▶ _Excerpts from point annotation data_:
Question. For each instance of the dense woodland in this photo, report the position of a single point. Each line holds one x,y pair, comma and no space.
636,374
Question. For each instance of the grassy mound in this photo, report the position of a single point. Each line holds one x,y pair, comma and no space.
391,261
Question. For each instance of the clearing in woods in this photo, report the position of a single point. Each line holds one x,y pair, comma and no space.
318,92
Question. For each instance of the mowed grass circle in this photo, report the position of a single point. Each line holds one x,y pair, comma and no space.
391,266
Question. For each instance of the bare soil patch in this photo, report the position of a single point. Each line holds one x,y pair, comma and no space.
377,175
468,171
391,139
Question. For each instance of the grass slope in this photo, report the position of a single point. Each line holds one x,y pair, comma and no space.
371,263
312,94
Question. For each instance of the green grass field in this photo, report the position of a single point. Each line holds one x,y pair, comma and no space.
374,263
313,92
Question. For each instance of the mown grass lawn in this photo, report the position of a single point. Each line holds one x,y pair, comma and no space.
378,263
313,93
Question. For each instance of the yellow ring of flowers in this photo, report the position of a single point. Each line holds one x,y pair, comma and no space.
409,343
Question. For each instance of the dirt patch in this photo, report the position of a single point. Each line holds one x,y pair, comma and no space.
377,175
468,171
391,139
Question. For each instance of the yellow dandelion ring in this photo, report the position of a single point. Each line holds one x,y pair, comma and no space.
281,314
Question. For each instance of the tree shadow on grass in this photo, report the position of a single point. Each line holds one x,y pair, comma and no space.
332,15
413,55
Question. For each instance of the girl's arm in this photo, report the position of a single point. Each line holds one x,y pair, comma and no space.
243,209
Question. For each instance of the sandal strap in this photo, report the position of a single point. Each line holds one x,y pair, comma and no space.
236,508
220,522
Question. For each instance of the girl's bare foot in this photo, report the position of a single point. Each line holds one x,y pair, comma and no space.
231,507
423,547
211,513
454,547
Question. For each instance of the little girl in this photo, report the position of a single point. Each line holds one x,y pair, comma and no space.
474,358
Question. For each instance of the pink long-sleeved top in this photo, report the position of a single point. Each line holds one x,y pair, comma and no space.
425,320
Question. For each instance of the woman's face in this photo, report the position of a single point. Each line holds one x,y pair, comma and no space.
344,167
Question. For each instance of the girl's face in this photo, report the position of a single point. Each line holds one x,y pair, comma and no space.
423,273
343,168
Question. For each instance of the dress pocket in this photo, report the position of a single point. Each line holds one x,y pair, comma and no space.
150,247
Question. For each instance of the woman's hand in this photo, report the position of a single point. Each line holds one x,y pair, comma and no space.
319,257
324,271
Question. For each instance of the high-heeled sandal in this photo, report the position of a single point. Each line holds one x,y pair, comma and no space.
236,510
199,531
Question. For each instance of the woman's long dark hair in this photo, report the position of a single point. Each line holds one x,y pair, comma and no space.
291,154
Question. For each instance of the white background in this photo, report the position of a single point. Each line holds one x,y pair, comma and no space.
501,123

▶ _Problem to work on_:
Rewrite the material starting at the line containing "Question. For each instance of the woman's hand" and ending at the last line, with the request lines unchanged. Shift every x and y coordinate in the answers by -112.

▶ _Answer to this problem_:
Question. For each instance of the woman's hand in this photo, report the position of a single point. Each line holds one x,y pair, comma and no space.
207,145
212,159
Question. For each instance of the high-heeled sandal in this photo, report the position of a single point. Each line holds one x,y pair, comma and no space.
124,398
87,419
Question. For each instance of the woman's long dark hair in this photo, report the position of a single point. Each line holds one x,y pair, comma and no space.
179,42
Question. For each instance of the white background in this photo, report the position of a single point. Each line holds one x,y pair, comma and no space.
389,11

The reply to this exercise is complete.